**WHAT THE EXERCISE ASKS:** For the records below, print every one exactly, with nothing dropped.

**INPUT MATERIAL:**
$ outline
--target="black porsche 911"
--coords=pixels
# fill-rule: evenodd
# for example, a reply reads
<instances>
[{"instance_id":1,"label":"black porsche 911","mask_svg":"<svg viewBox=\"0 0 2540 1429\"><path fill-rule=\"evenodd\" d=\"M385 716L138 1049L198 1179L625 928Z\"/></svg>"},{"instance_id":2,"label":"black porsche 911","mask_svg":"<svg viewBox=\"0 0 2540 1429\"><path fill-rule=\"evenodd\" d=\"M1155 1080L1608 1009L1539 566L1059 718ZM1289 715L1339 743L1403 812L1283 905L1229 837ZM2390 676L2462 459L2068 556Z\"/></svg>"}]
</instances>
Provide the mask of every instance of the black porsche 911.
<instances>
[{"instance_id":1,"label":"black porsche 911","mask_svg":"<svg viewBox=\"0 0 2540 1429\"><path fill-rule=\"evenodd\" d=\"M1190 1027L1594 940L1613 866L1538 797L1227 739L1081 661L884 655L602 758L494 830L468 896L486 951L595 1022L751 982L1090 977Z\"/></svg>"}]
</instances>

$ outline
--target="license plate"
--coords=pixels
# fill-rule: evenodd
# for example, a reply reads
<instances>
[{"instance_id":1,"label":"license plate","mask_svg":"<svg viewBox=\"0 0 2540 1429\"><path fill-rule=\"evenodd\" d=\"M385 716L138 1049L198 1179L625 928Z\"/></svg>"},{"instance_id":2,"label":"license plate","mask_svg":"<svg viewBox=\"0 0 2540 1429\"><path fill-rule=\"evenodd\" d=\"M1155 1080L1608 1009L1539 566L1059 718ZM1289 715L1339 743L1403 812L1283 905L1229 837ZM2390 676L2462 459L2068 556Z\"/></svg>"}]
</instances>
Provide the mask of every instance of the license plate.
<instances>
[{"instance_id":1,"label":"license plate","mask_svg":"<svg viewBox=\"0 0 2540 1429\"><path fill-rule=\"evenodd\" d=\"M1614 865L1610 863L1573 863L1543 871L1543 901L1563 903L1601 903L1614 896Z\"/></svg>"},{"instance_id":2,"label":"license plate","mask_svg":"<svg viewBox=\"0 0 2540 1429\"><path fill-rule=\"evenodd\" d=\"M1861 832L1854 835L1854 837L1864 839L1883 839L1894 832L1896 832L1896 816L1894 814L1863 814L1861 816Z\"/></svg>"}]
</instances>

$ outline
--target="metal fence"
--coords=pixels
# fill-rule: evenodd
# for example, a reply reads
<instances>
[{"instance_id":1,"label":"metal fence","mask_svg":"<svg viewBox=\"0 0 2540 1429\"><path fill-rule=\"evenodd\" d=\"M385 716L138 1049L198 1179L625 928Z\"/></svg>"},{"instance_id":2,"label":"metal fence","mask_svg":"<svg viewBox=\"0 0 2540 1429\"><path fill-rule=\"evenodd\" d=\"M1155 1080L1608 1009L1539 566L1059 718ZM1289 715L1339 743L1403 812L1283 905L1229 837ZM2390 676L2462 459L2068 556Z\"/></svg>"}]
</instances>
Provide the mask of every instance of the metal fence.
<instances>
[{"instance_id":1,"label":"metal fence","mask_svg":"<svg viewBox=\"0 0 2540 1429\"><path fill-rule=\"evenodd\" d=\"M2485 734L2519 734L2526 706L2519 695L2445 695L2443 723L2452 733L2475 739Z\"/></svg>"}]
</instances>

**EXERCISE RESPONSE:**
$ outline
--target="black porsche 911"
--coords=pixels
# fill-rule: evenodd
# for example, a reply reads
<instances>
[{"instance_id":1,"label":"black porsche 911","mask_svg":"<svg viewBox=\"0 0 2540 1429\"><path fill-rule=\"evenodd\" d=\"M385 716L138 1049L198 1179L625 928Z\"/></svg>"},{"instance_id":2,"label":"black porsche 911","mask_svg":"<svg viewBox=\"0 0 2540 1429\"><path fill-rule=\"evenodd\" d=\"M1155 1080L1608 1009L1539 566L1059 718ZM1289 715L1339 743L1403 812L1283 905L1229 837ZM2390 676L2462 459L2068 556Z\"/></svg>"}]
</instances>
Provide the mask of every instance of the black porsche 911.
<instances>
[{"instance_id":1,"label":"black porsche 911","mask_svg":"<svg viewBox=\"0 0 2540 1429\"><path fill-rule=\"evenodd\" d=\"M1190 1027L1594 940L1613 866L1538 797L1227 739L1081 661L884 655L602 758L494 830L468 896L486 951L595 1022L751 982L1090 977Z\"/></svg>"}]
</instances>

$ outline
--target="license plate"
--coords=pixels
# fill-rule: evenodd
# for example, a reply reads
<instances>
[{"instance_id":1,"label":"license plate","mask_svg":"<svg viewBox=\"0 0 2540 1429\"><path fill-rule=\"evenodd\" d=\"M385 716L138 1049L198 1179L625 928Z\"/></svg>"},{"instance_id":2,"label":"license plate","mask_svg":"<svg viewBox=\"0 0 2540 1429\"><path fill-rule=\"evenodd\" d=\"M1155 1080L1608 1009L1539 566L1059 718ZM1289 715L1339 743L1403 812L1283 905L1229 837ZM2390 676L2462 459L2068 556Z\"/></svg>"}]
</instances>
Provide the mask of every instance of the license plate.
<instances>
[{"instance_id":1,"label":"license plate","mask_svg":"<svg viewBox=\"0 0 2540 1429\"><path fill-rule=\"evenodd\" d=\"M1614 865L1610 863L1573 863L1543 871L1543 901L1563 903L1601 903L1614 896Z\"/></svg>"},{"instance_id":2,"label":"license plate","mask_svg":"<svg viewBox=\"0 0 2540 1429\"><path fill-rule=\"evenodd\" d=\"M1861 832L1854 835L1854 837L1864 839L1883 839L1894 832L1896 832L1896 816L1894 814L1863 814L1861 816Z\"/></svg>"}]
</instances>

$ outline
--target="metal fence"
--coords=pixels
# fill-rule: evenodd
# for example, a reply reads
<instances>
[{"instance_id":1,"label":"metal fence","mask_svg":"<svg viewBox=\"0 0 2540 1429\"><path fill-rule=\"evenodd\" d=\"M385 716L138 1049L198 1179L625 928Z\"/></svg>"},{"instance_id":2,"label":"metal fence","mask_svg":"<svg viewBox=\"0 0 2540 1429\"><path fill-rule=\"evenodd\" d=\"M1155 1080L1608 1009L1539 566L1059 718ZM1289 715L1339 743L1403 812L1283 905L1229 837ZM2390 676L2462 459L2068 556Z\"/></svg>"}]
</instances>
Provide the mask of every instance of the metal fence.
<instances>
[{"instance_id":1,"label":"metal fence","mask_svg":"<svg viewBox=\"0 0 2540 1429\"><path fill-rule=\"evenodd\" d=\"M2485 734L2519 734L2526 706L2519 695L2445 695L2443 723L2452 733L2475 739Z\"/></svg>"}]
</instances>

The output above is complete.